¡Malditos sean los matemáticos!
Nadie sabe exactamente qué gritaron John Keats, William Wordsworth y Charles Lamb a los brindis de aquella "cena de inmortales" en la casa del pintor Benjamin Robert Haydon el 28 de diciembre de 1817. Había corrido el alcohol y otras cuantas sustancias, así que puede que las palabras no distaran mucho de estas. O que fueran aun peores.
Lo que sí se sabe es que aquellos poetas condenados a pasar a la posteridad en el mundo de las artes despotricaron contra las ciencias, se burlaron de Newton y proclamaron a la historia su manifiesta repugnancia a la física.
La diatriba, dicen, vino a cuento del último cuadro de Haydon que aún permanecía inconcluso en su estudio, La entrada de Cristo en Jerusalén. El pintor había recreado el pasaje evangélico con un Jesús rodeado de personalidades contemporáneas. Los poetas Keats y Wordsworth estaban entre ellas, muy cerca de la cara inconfundible de Isaac Newton. Keats la emprendió contra Haydon por elegir entre sus personajes a un científico: "un sujeto que no cree en nada a menos que quepa entre los tres lados de un triángulo".
La ciencia era la antítesis de la poesía. El joven poeta británico lo dejaría más tarde escrito en unos versos tan bellos como crueles.
¿No se esfuman todos los encantos al mero toque de la glacial filosofía? Antaño había en el cielo un arco iris aterrador. Hoy vemos su urdimbre, su textura, y ya figura en el catálogo de las cosas triviales. La filosofía corta las alas a los ángeles, con la regla y la línea conquista los misterios, disipa nuestra magia, ahuyenta nuestros duendes, desteje el arco iris...
Quien pasee hoy por la Tate Gallery de Londres podrá ver una acuarela de 40 x 60 compuesta por William Blake el mismo año en que nació Keats, 1795. Se titula, a secas, Newton. Es una idealización del físico británico al más puro estilo romántico. Isaac Newton, representado desnudo como un héroe clásico de cuerpo musculoso y pétreo con el pelo amarillo y rizado, apoya el torso sobre las rodillas para dibujar en el suelo, con compás, un semicírculo inscrito en un triángulo. Su mirada, absorta en la geometría. El Newton de Blake está sentado sobre una roca de vivos colores, llena de vida natural, recubierta por la paleta de mohos, hierbas, hongos. Pero el científico no puede verlo. Su interés por la fría y milimétrica representación de la matemática le priva de contemplar el paisaje bellísimo que le rodea, de perderse quizás en la oscuridad de la noche primaveral y disfrutar de las estrellas fugaces, de sentir en sus muslos desnudos el frescor del rocío. El Newton de Blake es un científico lo que, a los ojos de un artista romántico, era lo mismo que decir un hombre sin alma, sin imaginación, sin visión, carente si quiera de la capacidad de entender la belleza del mundo.

• • • • •

- EJERCICIO BREVE 1 -
En el texto sobre los poetas y Newton, ¿en casa de quién se celebró la "cena de inmortales" de 1817?
- EJERCICIO BREVE 2 -
Prosigue el texto sobre los poetas y Newton a partir de su última oración.

• • • • •

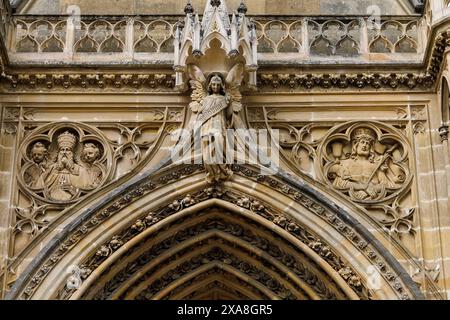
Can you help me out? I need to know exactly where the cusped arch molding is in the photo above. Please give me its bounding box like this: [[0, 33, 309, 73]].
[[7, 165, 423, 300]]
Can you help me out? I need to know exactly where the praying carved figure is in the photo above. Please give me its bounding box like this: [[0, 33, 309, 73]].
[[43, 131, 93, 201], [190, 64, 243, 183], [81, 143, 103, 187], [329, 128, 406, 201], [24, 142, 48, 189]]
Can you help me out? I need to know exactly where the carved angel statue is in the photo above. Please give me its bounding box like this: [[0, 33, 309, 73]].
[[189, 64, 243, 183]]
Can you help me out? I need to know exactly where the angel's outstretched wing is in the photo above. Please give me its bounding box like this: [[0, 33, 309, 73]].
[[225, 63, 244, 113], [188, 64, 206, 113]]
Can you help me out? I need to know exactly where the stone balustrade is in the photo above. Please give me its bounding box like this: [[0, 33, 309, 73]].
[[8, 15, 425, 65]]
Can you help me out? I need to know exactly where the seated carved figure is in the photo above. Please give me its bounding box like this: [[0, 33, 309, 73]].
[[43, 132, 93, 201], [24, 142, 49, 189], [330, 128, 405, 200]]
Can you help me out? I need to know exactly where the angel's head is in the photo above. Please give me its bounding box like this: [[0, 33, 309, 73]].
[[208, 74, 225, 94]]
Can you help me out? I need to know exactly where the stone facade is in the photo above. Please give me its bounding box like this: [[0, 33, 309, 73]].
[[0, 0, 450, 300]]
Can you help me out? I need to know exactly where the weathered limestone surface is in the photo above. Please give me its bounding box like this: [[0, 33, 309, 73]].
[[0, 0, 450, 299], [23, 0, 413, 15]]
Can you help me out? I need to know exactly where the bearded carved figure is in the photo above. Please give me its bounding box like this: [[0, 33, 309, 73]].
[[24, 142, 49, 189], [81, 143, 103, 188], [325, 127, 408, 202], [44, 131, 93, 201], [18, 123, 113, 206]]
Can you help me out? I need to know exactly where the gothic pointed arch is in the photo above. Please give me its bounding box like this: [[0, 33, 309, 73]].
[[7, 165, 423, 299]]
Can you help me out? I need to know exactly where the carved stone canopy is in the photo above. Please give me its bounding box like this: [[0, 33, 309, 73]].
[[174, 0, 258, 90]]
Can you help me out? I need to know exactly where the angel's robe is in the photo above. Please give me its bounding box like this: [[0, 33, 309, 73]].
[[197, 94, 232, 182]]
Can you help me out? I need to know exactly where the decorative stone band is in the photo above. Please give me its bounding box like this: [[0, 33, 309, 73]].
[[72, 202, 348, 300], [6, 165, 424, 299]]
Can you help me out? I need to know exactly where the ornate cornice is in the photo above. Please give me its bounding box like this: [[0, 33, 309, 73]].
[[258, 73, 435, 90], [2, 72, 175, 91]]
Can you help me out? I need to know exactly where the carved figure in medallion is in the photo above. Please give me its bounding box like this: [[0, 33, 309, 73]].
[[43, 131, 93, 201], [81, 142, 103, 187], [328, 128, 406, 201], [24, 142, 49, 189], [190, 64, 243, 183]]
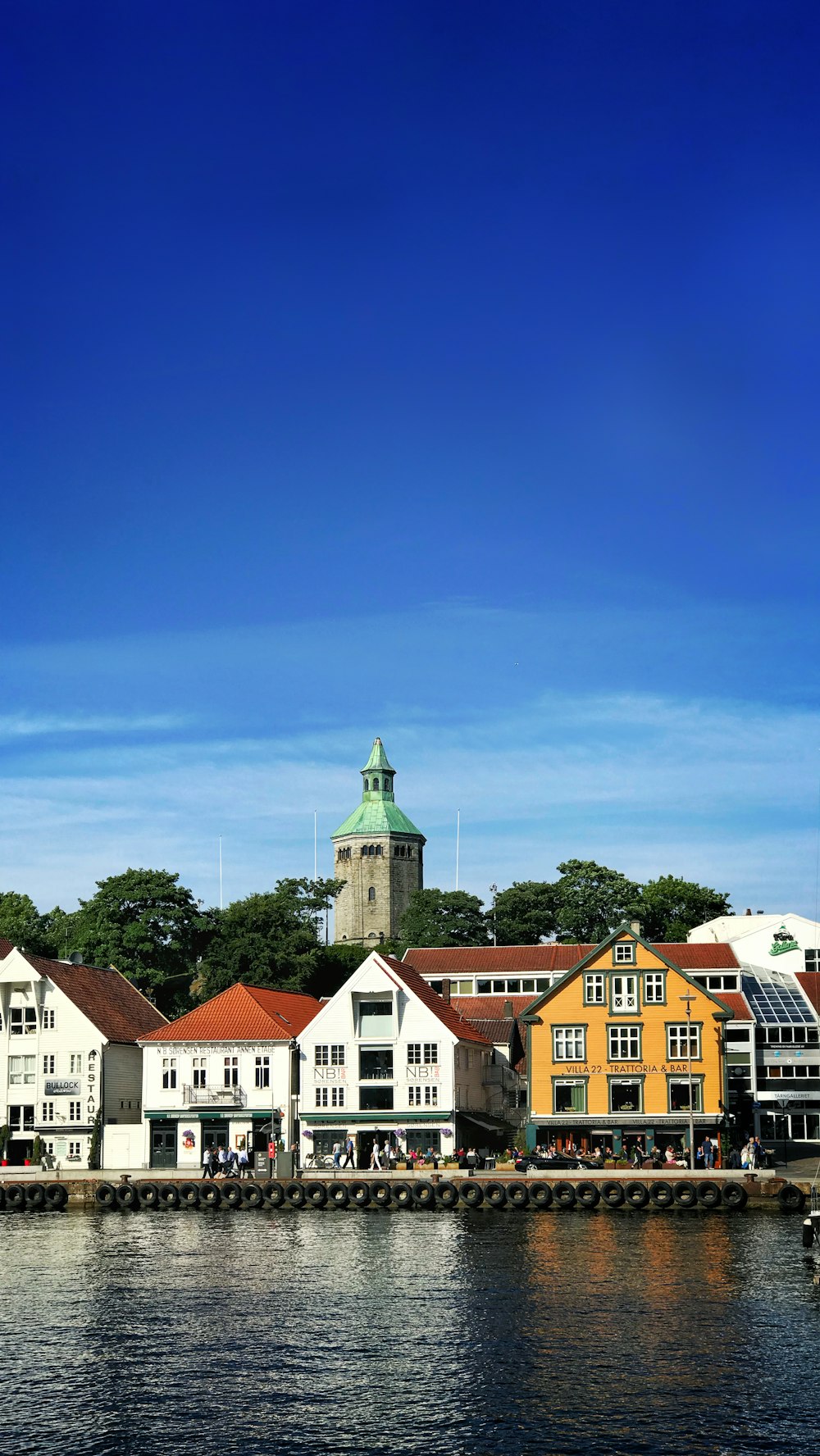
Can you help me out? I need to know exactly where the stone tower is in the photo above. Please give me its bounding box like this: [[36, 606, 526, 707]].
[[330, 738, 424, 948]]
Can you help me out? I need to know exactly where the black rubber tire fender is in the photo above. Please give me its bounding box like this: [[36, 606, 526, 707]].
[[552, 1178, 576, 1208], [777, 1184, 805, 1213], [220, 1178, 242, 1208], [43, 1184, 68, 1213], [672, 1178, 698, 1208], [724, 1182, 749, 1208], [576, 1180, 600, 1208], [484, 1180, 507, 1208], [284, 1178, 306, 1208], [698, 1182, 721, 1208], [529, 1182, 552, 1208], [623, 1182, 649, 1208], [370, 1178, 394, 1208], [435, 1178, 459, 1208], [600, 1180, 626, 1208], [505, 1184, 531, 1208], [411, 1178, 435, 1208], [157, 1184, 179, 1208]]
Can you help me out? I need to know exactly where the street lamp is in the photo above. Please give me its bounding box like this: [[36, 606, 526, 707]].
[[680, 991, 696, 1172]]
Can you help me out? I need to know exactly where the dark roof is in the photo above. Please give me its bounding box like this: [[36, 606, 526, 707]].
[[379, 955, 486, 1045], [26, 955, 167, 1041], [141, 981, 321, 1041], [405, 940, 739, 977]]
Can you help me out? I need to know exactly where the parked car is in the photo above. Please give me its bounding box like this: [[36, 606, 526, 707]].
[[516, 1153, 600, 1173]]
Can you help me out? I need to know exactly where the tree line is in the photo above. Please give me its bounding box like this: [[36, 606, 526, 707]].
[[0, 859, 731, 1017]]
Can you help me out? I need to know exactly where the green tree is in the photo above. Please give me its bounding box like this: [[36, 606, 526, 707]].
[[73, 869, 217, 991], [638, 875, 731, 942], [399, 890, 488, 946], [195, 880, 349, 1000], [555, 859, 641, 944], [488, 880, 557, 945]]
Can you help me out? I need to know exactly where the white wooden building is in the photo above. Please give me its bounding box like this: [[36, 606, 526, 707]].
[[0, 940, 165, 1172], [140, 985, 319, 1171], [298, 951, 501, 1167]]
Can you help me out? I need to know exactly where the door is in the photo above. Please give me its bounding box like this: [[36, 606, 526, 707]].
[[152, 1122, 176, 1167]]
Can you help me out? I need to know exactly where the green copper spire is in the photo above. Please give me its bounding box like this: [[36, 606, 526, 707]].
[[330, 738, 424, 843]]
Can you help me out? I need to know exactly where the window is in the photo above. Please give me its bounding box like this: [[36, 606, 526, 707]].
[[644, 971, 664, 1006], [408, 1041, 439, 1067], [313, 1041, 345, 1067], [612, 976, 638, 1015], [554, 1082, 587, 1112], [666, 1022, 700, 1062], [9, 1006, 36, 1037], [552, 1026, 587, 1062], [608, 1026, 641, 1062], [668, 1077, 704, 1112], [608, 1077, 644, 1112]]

• • • • •

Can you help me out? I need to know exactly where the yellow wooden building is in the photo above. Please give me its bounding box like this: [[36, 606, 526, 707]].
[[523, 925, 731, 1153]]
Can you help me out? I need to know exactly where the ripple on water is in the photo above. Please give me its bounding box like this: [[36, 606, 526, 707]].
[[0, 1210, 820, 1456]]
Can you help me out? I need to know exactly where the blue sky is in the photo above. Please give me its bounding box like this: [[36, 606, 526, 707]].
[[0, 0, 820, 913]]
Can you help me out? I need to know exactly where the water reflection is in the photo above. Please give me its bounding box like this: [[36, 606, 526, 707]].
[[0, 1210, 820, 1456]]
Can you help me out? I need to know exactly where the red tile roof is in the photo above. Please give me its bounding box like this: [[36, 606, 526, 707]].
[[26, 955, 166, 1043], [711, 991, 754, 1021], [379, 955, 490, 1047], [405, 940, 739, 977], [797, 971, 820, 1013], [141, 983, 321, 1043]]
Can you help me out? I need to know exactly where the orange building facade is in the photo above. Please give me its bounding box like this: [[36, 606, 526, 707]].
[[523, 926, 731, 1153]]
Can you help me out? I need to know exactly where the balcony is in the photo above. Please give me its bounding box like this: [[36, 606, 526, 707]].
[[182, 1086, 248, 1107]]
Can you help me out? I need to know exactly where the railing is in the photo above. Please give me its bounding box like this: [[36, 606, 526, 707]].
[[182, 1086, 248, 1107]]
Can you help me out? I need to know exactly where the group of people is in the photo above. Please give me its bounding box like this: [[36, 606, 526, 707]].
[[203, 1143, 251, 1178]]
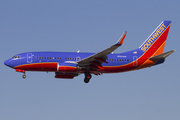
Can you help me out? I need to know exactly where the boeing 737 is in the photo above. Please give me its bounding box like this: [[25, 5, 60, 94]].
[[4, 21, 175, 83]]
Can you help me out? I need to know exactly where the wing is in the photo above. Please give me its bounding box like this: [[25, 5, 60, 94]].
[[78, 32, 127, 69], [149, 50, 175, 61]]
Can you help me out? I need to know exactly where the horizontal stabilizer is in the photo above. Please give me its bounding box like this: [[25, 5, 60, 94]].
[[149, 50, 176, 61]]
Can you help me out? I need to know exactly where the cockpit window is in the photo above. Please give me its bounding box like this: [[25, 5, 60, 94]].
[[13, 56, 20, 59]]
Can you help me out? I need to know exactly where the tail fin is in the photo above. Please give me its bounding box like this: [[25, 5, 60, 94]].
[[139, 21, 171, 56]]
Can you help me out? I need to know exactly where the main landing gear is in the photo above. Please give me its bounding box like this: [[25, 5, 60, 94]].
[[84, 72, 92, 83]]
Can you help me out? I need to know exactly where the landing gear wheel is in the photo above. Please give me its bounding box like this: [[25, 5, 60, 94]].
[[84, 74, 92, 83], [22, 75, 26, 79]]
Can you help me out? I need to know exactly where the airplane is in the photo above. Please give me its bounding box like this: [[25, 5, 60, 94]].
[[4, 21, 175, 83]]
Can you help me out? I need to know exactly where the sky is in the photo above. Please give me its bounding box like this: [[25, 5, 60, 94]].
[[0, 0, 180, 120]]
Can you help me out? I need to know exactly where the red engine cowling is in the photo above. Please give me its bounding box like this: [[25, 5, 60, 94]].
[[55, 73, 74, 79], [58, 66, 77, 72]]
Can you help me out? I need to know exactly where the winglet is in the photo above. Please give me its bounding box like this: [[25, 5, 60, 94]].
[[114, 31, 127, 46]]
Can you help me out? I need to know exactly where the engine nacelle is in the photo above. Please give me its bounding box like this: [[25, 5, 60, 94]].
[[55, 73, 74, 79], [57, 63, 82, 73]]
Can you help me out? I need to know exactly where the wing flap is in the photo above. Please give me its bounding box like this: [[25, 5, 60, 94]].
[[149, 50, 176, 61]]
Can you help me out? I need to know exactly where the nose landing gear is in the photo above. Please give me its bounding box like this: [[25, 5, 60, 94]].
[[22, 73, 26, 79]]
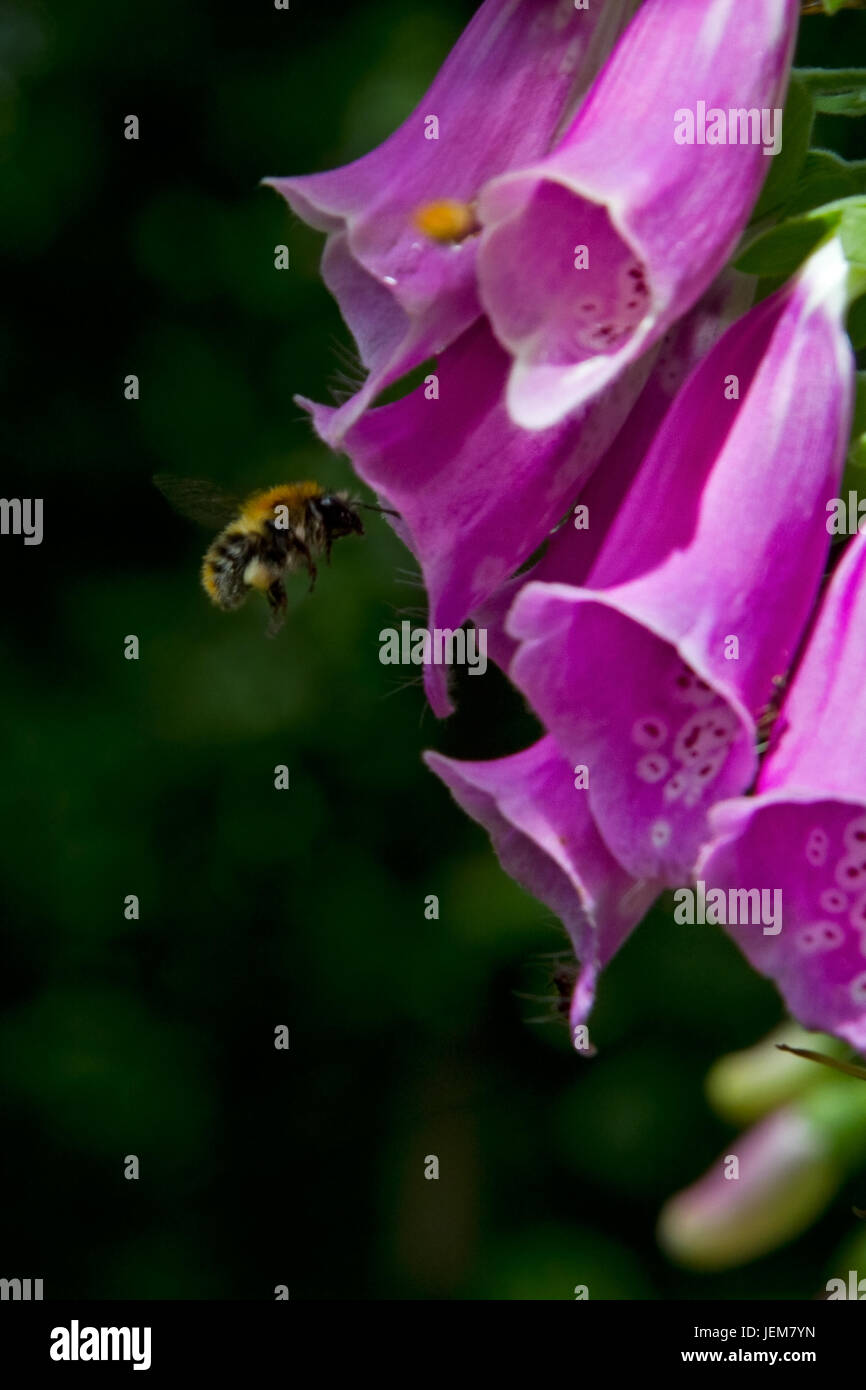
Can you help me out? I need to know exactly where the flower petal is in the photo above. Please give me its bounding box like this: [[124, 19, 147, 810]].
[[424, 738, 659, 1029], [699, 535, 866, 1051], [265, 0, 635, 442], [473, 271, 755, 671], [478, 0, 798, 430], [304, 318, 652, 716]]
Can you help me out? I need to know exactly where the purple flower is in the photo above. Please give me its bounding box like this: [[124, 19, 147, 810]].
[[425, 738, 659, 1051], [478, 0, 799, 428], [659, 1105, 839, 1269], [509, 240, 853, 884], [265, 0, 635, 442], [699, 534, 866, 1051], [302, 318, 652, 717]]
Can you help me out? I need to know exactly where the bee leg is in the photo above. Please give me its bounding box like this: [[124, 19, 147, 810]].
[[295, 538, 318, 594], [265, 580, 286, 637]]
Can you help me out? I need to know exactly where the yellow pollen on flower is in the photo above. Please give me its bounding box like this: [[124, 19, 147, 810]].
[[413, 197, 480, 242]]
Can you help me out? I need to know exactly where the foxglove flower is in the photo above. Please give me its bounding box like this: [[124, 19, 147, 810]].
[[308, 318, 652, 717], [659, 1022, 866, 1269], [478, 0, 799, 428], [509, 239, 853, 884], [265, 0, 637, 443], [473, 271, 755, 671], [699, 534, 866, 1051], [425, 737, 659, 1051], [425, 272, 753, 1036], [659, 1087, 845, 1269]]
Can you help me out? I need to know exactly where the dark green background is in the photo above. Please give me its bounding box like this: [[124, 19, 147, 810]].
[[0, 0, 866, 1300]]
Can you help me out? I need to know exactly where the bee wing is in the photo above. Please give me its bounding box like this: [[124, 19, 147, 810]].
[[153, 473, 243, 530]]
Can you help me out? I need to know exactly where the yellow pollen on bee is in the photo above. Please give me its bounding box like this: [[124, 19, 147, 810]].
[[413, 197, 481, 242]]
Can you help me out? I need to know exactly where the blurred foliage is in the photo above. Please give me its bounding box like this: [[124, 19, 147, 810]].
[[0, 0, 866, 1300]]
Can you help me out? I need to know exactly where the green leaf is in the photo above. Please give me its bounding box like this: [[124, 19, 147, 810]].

• • • • •

- RESPUESTA ESPERADA 1 -
En la casa del pintor Benjamin Robert Haydon.

- RESPUESTA ESPERADA 2 -
Apenas unas décadas después, la triste figura del científico de Blake impactaba en los más prometedores artistas. Un joven americano de 20 años de nombre Edgar Poe publicaba Al Aaraaf, su poemario temprano. Entre sus versos escupió un irrepetible soneto a la Ciencia.
¡Ciencia! ¡verdadera hija del tiempo tú eres!
que alteras todas las cosas con tus escrutadores ojos.
¿Por qué devoras así el corazón del poeta,
buitre, cuyas alas son obtusas realidades?
¿Cómo debería él amarte? o ¿cómo puede juzgarte sabia
aquel a quien no dejas en su vagar
buscar un tesoro en los enjoyados cielos,
aunque se elevara con intrépida ala?
¿No has arrebatado a Diana de su carro?
¿Ni expulsado a las Hamadríades del bosque
para buscar abrigo en alguna feliz estrella?
¿No has arrancado a las Náyades de la inundación,
al Elfo de la verde hierba, y a mí
del sueño de verano bajo el tamarindo?
Pregunté hace tiempo en una reunión de colegas divulgadores científicos por una definición precisa de la diferencia entre ciencia y poesía: "La ciencia habla de los hechos; la poesía, de los sentimientos". Pareciera que en pleno siglo XXI seguimos aferrados a la vieja dicotomía romántica, al irresoluble conflicto que envenenó las mentes de Keats, de Hydon, de Blake, de Poe... a la idea impresa en nuestros corazones de que ciencia y poesía son antagónicas.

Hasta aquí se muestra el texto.